[[ Available data open ]]
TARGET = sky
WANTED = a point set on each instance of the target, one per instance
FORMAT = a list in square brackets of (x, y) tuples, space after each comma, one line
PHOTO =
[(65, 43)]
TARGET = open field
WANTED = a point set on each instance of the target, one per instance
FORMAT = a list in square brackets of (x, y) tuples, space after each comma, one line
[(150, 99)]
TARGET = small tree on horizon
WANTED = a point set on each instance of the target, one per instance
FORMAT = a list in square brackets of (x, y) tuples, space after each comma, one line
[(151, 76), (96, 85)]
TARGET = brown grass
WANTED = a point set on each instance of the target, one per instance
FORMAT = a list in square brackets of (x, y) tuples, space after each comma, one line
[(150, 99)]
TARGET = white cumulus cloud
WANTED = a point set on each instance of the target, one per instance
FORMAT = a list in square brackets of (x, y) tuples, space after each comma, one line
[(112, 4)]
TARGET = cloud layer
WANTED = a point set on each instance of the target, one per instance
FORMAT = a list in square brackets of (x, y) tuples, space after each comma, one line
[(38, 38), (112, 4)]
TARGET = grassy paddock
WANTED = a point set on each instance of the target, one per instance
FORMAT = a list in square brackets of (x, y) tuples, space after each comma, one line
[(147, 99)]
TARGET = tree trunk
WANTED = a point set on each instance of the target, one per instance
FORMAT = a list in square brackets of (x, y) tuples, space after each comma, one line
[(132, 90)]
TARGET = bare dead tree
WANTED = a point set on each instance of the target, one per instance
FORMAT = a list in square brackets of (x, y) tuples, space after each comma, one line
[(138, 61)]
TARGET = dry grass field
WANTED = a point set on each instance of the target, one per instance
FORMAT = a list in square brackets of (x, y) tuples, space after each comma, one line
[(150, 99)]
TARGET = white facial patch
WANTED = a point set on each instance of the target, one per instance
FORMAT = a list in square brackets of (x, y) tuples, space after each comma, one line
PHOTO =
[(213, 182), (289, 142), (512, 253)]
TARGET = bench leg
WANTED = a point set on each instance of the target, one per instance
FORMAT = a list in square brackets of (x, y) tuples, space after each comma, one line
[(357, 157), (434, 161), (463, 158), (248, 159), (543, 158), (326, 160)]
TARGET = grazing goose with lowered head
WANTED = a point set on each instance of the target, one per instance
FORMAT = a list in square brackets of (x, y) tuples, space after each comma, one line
[[ Available data closed ]]
◆ Action item:
Reproduce every record, making sure each one stays exactly the same.

◆ Reply:
TARGET = sky
WANTED = a point set on each instance of the target, one per instance
FORMAT = a list in square brackets of (x, y) tuples, space after each comma, one line
PHOTO =
[(65, 43)]
TARGET = open field
WANTED = a point set on each instance of the target, one per instance
FORMAT = a list in square brackets of (x, y) tuples, space after each comma, one line
[(150, 99)]
TARGET = small tree on horizon
WANTED = a point set on each instance of the target, one per instance
FORMAT = a list in square brackets of (x, y) tuples, space after each comma, one line
[(151, 76), (96, 85)]
TARGET = brown grass
WANTED = a point set on each instance of the target, one per instance
FORMAT = a list in square brackets of (x, y) tuples, space after each comma, one line
[(150, 99)]
TARGET = white cumulus cloud
WANTED = a point set on each instance of the target, one per instance
FORMAT = a list in square brackets of (x, y) tuples, space after each comma, one line
[(112, 4)]
TARGET = cloud layer
WANTED = a point set on each instance of the target, one per instance
FORMAT = a list in square brackets of (x, y) tuples, space after each comma, one line
[(38, 38), (112, 4)]
TARGET = grassy paddock
WANTED = a point set on each instance of the target, one per instance
FORMAT = a list in square brackets of (x, y) tuples, space after each comma, one line
[(147, 99)]
TARGET = tree trunk
WANTED = a point set on each instance of the target, one per instance
FORMAT = a list in square brackets of (x, y) tuples, space after each comma, one line
[(132, 90)]
TARGET = bare dead tree
WANTED = a point set on each instance of the target, one per instance
FORMAT = a list in square brackets of (x, y) tuples, space after each comma, one line
[(138, 61)]
TARGET = dry grass field
WANTED = a point set on each instance of the target, one per instance
FORMAT = a list in square brackets of (x, y) tuples, space after each comma, one line
[(150, 99)]
TARGET = white facial patch
WANTED = a point set on each instance of the target, one per instance
FORMAT = a list in square brackets of (x, y) tuples, space after each comma, one line
PHOTO =
[(213, 182), (289, 142), (512, 253)]
TARGET = bench leg
WANTED = a point set on each instance of the target, one per instance
FORMAT = a list in square brackets of (x, y) tuples, space after each comma, one line
[(357, 157), (434, 161), (463, 158), (248, 159), (543, 158), (326, 160)]
TARGET = grazing goose with lowered head
WANTED = a point set on each instance of the target, one per instance
FORMAT = a list in square brackets of (x, y) tuples, space after each comma, one line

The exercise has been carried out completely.